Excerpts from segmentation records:
....

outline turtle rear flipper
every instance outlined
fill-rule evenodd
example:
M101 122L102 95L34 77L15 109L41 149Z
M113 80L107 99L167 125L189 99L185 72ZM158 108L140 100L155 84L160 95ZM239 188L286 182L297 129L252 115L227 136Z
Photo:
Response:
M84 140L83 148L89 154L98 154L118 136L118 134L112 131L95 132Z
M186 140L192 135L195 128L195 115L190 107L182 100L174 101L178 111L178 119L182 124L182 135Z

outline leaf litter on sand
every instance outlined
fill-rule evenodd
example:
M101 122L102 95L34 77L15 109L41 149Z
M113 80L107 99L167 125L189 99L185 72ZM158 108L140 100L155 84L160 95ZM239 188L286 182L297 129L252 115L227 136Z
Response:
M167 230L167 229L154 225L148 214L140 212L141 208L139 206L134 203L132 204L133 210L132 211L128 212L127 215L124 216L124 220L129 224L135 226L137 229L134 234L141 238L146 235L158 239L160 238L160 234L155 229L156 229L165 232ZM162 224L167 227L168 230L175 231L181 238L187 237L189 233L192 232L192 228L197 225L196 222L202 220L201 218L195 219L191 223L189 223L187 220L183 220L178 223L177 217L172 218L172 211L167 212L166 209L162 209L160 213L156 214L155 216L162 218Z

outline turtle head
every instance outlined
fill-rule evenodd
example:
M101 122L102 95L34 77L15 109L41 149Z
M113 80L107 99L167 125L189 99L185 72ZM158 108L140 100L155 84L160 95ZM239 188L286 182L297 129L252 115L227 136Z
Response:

....

### Exercise task
Reproduce the data above with every occurrence of "every instance outlined" changed to "all instances outlined", keeping all other text identical.

### Output for this exercise
outline turtle rear flipper
all instances outlined
fill-rule evenodd
example:
M101 122L102 95L34 77L15 109L41 149Z
M113 80L107 99L167 125L189 99L185 72ZM158 108L140 100L155 84L160 95ZM239 188L286 182L297 129L252 115L227 136Z
Photo:
Response:
M84 140L83 148L89 154L98 154L118 136L118 134L112 131L95 132Z
M186 140L192 135L195 128L195 115L190 107L182 100L174 101L178 111L178 119L182 124L182 135Z

outline leaf litter on sand
all instances outlined
fill-rule evenodd
example:
M101 122L102 95L34 77L15 109L41 149Z
M113 80L107 99L167 125L189 99L185 72ZM158 108L140 100L155 84L160 95ZM239 188L286 182L297 129L252 115L227 136Z
Response:
M167 230L167 229L154 225L148 214L140 212L141 208L139 206L134 203L132 204L133 210L132 211L128 212L127 215L124 216L124 220L129 224L135 226L137 229L134 234L141 238L146 235L158 239L160 238L160 234L155 229L156 229L165 232ZM162 224L167 227L168 230L175 231L181 238L187 237L189 233L192 232L192 228L197 225L196 222L202 220L201 218L195 219L191 223L189 223L187 220L183 220L178 223L177 217L172 218L172 211L167 212L166 209L162 209L160 213L156 214L155 216L162 218Z

outline turtle head
all instances outlined
fill-rule evenodd
example:
M101 122L102 95L34 77L15 109L41 149Z
M113 80L107 99L167 125L189 99L185 72ZM158 108L140 100L155 84L160 95ZM239 188L286 182L297 129L252 115L227 136Z
Response:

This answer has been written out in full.